Specification 01: Comfortable to the user

Digital libraries are created in countries and, in general, may be somehow specialized. It is expected that the users in the country where the library operates will want to use it in their native language. At the same time, users with other native languages than that of the country under consideration may need more international languages, as for example, English or Spanish.

In order to implement any set of languages (both in number and in nature) is necessary that:

• All program interfaces can appear in any of the chosen languages;

• All messages are shown in any of the chosen languages;

• All elements of the domain tables are shown in any of the chosen languages.

Specification 02: Flexible in terms of the chosen languages

Digital libraries in different countries and aiming at different sets of users may operate with distinct sets of languages. As an example, in Brazil a good set of languages is Portuguese, Spanish and English. In Italy or Taiwan the sets of languages would be different.

For the same system to be used in many countries, the number of languages must be any as well as the set of languages.

Another feature in this area is that all the languages do not have to be included at the same time. A fourth language, as for example French, could prove necessary and be added later on to the Brazilian set.

Specification 03: Wide and accurate in terms of the information

In order to fulfill its functions, the digital library must be accurate in terms of information. This requires that the languages be kept track at any moment of operation by the user; he/she must know the language(s) of the catalog entry and of the content, regardless the navigation language in use.

For the search to be effective, no matter the navigation language, the user may submit search arguments in any language and all points of access must be possible to be searched in all languages, regardless of the navigation language of the session.

In order to identify contents in original languages and corresponding translations into other languages, a strict translation control must exist.

Specification 04: Easy to operate

The digital librarian must control all cataloging (original languages and translations) and all the contents (original languages and translations). For data integrity to be achieved, translation interfaces for the cataloging and translation control applications must be available.

In order to make sure that the cataloging be kept under control, the translator must be able to translate but not to include items that have not been technically processed by the librarian.

The specifications yielded characteristics to both the database model and to the programs structures since both are language dependent. In terms of the programs and of the database, it does not make any difference which language is used first, since only the navigation language will determine how the interfaces are built in terms of texts.

**Provided data**
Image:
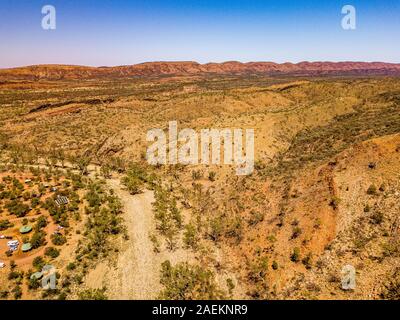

**Task A**
In the multilingual digital library specifications, which set of languages is suggested as a good one for Brazil?
**Task B**
Resume the specifications for multilingual digital libraries after their last sentence.
The material has no connection to the text about multilingual digital libraries.

**Written reply A**
Portuguese, Spanish and English.

**Written reply B**
The only control of original and translation is related to contents, as it is in traditional libraries. There is no restriction on the languages of contents, that is, a content can be in a language that is not a navigation language as it happens in a traditional library.

METADATA SCHEME

Digital libraries hold items that are of the same nature of traditional libraries as for example digitized books, maps, manuscripts, etc. Besides that, digital libraries are natural bases to distance learning as traditional libraries have been to face-to-face learning. In this model the digital library contains all the learning objects (LO's), besides links to other libraries, references, etc. To implement this model, all the LO's must be treated as library items before they are stored and, in a second step, related to courses.

In 1995, in the city of Dublin, a workshop was held to discuss the cataloging of digital library items. "The result of the first workshop ¾ the Dublin Core Meta-data Element Set ¾ represents a simple resource description record that has the potential to provide a foundation for electronic bibliographic description that may improve structured access to information on the Internet and promote interoperability among disparate description models. It's major significance, however, lies not so much in the precise character of the elements themselves, but rather in the consensus that was achieved across the many disciplines represented at the workshop."12.

After this workshop, others were held and the Dublin Core Meta-data Element Set: Resource Page6 was published in 1997. Currently it contains 15 attributes that are considered the minimum set to describe an item of a digital library. Other metadata schemes are used, as for example the metadata specification of the Library of Congress that has almost 80 pieces from which, approximately, 20 are required13. The LC metadata specification, obviously, contains the 15 elements of DC set.

Information technology has played an important role in education for the last 10 years specially when distance learning is considered. The Internet has become an important tool to distance learning; WBE is the designation of Web Based Education and it is well known in the distance learning community. Since the digital contents used for education (LO ¾ learning objects) are items of a collection, they must be identified to be made available.

A lot of discussion has been devoted to the definition of the metadata for the LO's. The most important forums for this discussion are the IEEE Learning Technology Standards Committee14 and the IMS Global Learning Consortium, Inc.15. Both organizations are seriously committed to the creation of standards for distance learning with the support of information technology and the identification of the LO's is one of the concerns.

The metadata scheme is one of the characteristics that the digital library & distance learning system has. Other characteristics are grouped into two main categories ¾ the functions and the technological environment. Once the compliance to one of the metadata schemes is chosen, the other cataloging attributes must be defined from the specifications of the system functionality. This is necessary to assure the system operability since many information pieces are necessary to satisfy specifications of the local environment. The main points are presented in16.

It is interesting to remark that this is not different from the set of characteristics that are present in a e-business or e-commerce system too17, 18, 19, 20. Digital libraries, WBE and e-commerce/e-business deal with items that must be identified, with sets of systems functions and technology standards. This makes them analogous in terms of problems and solutions.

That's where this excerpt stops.